* **What to produce**
A single number is expected: the count of lines in the entries below that contain "side".

(Exercise materials)

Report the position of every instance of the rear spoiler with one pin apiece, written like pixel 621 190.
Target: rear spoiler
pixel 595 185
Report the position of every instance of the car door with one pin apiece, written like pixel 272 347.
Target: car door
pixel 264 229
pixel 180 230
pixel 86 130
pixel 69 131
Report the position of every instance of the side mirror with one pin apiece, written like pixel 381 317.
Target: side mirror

(End Exercise materials)
(Exercise materials)

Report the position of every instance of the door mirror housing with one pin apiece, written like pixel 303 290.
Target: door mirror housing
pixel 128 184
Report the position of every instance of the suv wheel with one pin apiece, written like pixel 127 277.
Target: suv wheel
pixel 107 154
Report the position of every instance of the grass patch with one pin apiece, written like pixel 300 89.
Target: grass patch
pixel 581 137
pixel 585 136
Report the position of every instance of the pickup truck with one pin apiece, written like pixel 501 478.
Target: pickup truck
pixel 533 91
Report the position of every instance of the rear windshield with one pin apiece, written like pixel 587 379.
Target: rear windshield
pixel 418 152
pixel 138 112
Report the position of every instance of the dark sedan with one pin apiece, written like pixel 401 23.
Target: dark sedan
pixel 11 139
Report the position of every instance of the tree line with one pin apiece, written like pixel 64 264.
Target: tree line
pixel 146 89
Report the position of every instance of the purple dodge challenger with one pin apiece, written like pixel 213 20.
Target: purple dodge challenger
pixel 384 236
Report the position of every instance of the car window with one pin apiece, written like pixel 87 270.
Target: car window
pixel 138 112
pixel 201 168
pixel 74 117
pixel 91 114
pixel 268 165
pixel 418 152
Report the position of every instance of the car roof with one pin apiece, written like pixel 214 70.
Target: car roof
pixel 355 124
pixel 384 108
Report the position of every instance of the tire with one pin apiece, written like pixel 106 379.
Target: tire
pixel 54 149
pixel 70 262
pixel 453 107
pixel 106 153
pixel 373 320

(End Exercise materials)

* **Response for this exercise**
2